Good, J:
The Central National Bank of Lincoln brought suit in equity against the First National Bank of Gering and its receiver and another to establish a preferred claim, payable in full from the general assets of said bank in the hands of its receiver. The defendant bank will hereinafter be called the bank.
While the bank was open and transacting, under the laws ■of the United States, a general banking business, it received from plaintiff for collection and return four promissory notes, aggregating in face value about $4,800. Plaintiff transmitted these four notes to the bank in November, 1923. They were received by the bank in a fiduciary capacity and on specific instructions to collect and make return. Two of the notes were by the bank collected from the makers by the latter drawing checks upon their accounts in the bank. Another of the notes was renewed, and the bank sold the renewal note and converted or used the proceeds. The bank was closed December 31, 1923. The fourth of the notes was found in the bank after it went into the possession of the receiver. This latter note was ordered returned to the plaintiff and will not be further considered in this case.

COLLECTED MATERIAL:
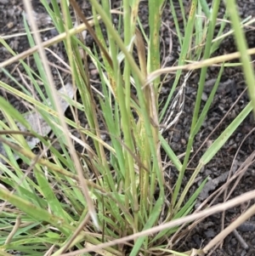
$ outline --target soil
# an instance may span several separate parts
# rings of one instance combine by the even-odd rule
[[[82,11],[87,16],[91,15],[91,10],[89,5],[85,3],[86,1],[78,1]],[[178,1],[175,1],[178,6]],[[187,9],[189,8],[189,3],[185,2]],[[250,0],[239,0],[238,5],[240,8],[240,14],[241,18],[246,18],[249,15],[254,16],[255,11],[255,1]],[[52,26],[50,20],[45,14],[43,7],[40,4],[39,1],[32,0],[34,10],[37,13],[37,22],[41,28]],[[113,8],[116,8],[119,5],[118,1],[112,1]],[[24,32],[24,22],[22,18],[22,12],[24,7],[21,1],[18,0],[0,0],[0,35],[2,37],[15,35],[20,32]],[[220,12],[222,16],[224,13],[224,3],[221,5]],[[141,23],[144,25],[145,32],[148,32],[148,8],[146,1],[142,1],[139,7],[139,17]],[[181,17],[179,11],[179,17]],[[179,46],[178,44],[178,38],[174,34],[175,29],[173,26],[173,15],[171,14],[170,9],[167,4],[167,8],[163,13],[162,18],[163,23],[161,27],[162,36],[162,65],[166,66],[171,66],[175,65],[179,54]],[[179,18],[181,22],[181,18]],[[230,27],[226,27],[226,31],[230,30]],[[42,39],[47,40],[53,37],[57,34],[57,31],[52,28],[46,32],[42,33]],[[246,31],[247,42],[250,48],[254,47],[255,44],[255,32],[254,30],[250,27]],[[17,53],[21,53],[29,48],[29,43],[26,36],[14,36],[6,40],[8,45]],[[171,49],[171,43],[173,43],[173,48]],[[94,40],[88,35],[86,37],[86,43],[88,47],[93,47]],[[60,56],[61,59],[66,60],[66,54],[64,51],[63,45],[57,44],[51,47],[51,49]],[[214,55],[227,54],[235,52],[235,41],[231,37],[225,39],[220,45],[219,48],[214,54]],[[4,61],[11,57],[11,54],[0,45],[0,61]],[[56,59],[53,54],[48,54],[48,60],[54,65],[54,66],[62,66],[61,62]],[[26,61],[29,63],[31,66],[35,66],[35,63],[32,58],[26,59]],[[24,80],[29,84],[29,81],[26,77],[23,77],[20,74],[23,72],[23,69],[20,65],[16,65],[17,63],[11,65],[6,68],[7,71],[12,72],[18,82],[23,82]],[[92,64],[89,65],[90,75],[92,81],[98,81],[99,77],[95,72]],[[36,70],[35,70],[36,71]],[[60,70],[61,76],[65,81],[70,79],[69,74],[65,71]],[[52,72],[55,80],[56,86],[60,85],[60,79],[58,77],[58,71],[56,68],[53,68]],[[213,81],[218,77],[219,72],[219,67],[209,67],[207,77],[207,82],[204,90],[204,99],[209,96],[213,85]],[[186,143],[189,139],[190,127],[191,124],[191,117],[194,110],[196,96],[196,88],[199,81],[199,71],[192,72],[186,83],[185,94],[184,94],[184,107],[181,116],[178,118],[177,123],[174,124],[167,131],[163,133],[165,138],[168,138],[169,143],[177,155],[183,154],[185,149]],[[173,77],[169,76],[167,82],[163,85],[163,88],[161,94],[161,99],[166,100],[170,88],[173,82]],[[17,88],[14,82],[11,81],[3,71],[0,72],[0,80],[11,86]],[[184,78],[183,78],[184,80]],[[98,83],[94,84],[96,88],[99,88]],[[181,85],[181,84],[180,84]],[[203,123],[201,129],[196,136],[193,153],[191,155],[192,161],[189,165],[189,169],[186,171],[185,179],[188,180],[189,177],[192,174],[192,170],[198,164],[201,156],[207,149],[207,147],[216,139],[218,135],[227,128],[227,126],[234,120],[234,118],[241,112],[241,111],[246,105],[249,101],[247,94],[244,92],[246,89],[246,83],[242,75],[241,69],[240,67],[226,67],[224,71],[224,75],[221,79],[219,88],[216,94],[213,104],[211,106],[206,122]],[[244,94],[239,97],[242,93]],[[9,94],[6,94],[4,90],[0,88],[0,93],[4,95],[8,101],[20,111],[26,112],[26,108],[25,105],[17,100],[15,97]],[[205,104],[205,101],[202,103]],[[231,110],[229,111],[229,110]],[[71,113],[66,113],[70,117]],[[214,128],[224,119],[224,121],[215,129]],[[86,120],[81,117],[80,122],[82,124],[86,124]],[[222,147],[220,151],[212,158],[212,160],[205,166],[202,172],[199,174],[196,184],[190,190],[192,193],[201,184],[201,182],[206,178],[210,177],[212,181],[211,187],[205,194],[201,195],[201,201],[206,199],[209,195],[214,192],[221,185],[223,185],[227,179],[229,173],[234,174],[238,170],[241,164],[252,154],[255,146],[255,132],[252,131],[254,128],[254,119],[250,115],[233,134],[231,138]],[[213,131],[213,132],[212,132]],[[251,134],[246,138],[248,133]],[[211,134],[212,133],[212,134]],[[211,134],[211,135],[210,135]],[[209,137],[210,135],[210,137]],[[243,139],[245,139],[243,141]],[[206,143],[204,143],[206,141]],[[239,148],[239,146],[241,146]],[[253,159],[252,159],[253,160]],[[177,176],[176,170],[170,166],[166,172],[170,174],[170,176],[175,179]],[[242,178],[238,182],[237,186],[235,188],[230,198],[241,195],[244,192],[252,191],[254,189],[255,184],[255,174],[254,166],[250,164],[248,168],[245,171]],[[230,184],[229,191],[233,186],[233,183]],[[224,200],[222,196],[219,196],[213,202],[213,204],[222,202]],[[253,202],[251,202],[249,205],[252,205]],[[198,206],[198,205],[197,205]],[[233,219],[241,214],[245,208],[248,207],[246,204],[243,204],[240,207],[228,210],[225,213],[224,226],[227,226]],[[197,224],[191,231],[189,232],[189,236],[185,235],[185,239],[182,238],[175,242],[174,249],[179,251],[188,251],[190,248],[200,248],[207,244],[221,230],[221,214],[214,214],[203,219],[201,223]],[[238,230],[239,234],[242,236],[247,247],[244,248],[243,245],[238,241],[236,236],[230,234],[227,236],[223,243],[222,248],[217,248],[211,252],[211,255],[255,255],[255,217],[251,218],[249,222],[245,224],[245,226],[241,227]],[[184,229],[184,231],[186,230]],[[184,233],[186,234],[186,233]],[[182,236],[180,236],[182,237]]]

WHAT TO DO:
a) Answer these questions from the court opinion:
(i) In what month and year did the plaintiff send the four notes to the bank?
(ii) On what date was the bank closed?
(iii) What was ordered done with the fourth note?
b) Transcribe the part of the court opinion that opens with the words containing "While the bank" and closes with "in this case.".

ANSWERS TO THE EXERCISE:
a)
(i) November, 1923.
(ii) December 31, 1923.
(iii) It was ordered returned to the plaintiff.

b)
While the bank was open and transacting, under the laws ■of the United States, a general banking business, it received from plaintiff for collection and return four promissory notes, aggregating in face value about $4,800. Plaintiff transmitted these four notes to the bank in November, 1923. They were received by the bank in a fiduciary capacity and on specific instructions to collect and make return. Two of the notes were by the bank collected from the makers by the latter drawing checks upon their accounts in the bank. Another of the notes was renewed, and the bank sold the renewal note and converted or used the proceeds. The bank was closed December 31, 1923. The fourth of the notes was found in the bank after it went into the possession of the receiver. This latter note was ordered returned to the plaintiff and will not be further considered in this case.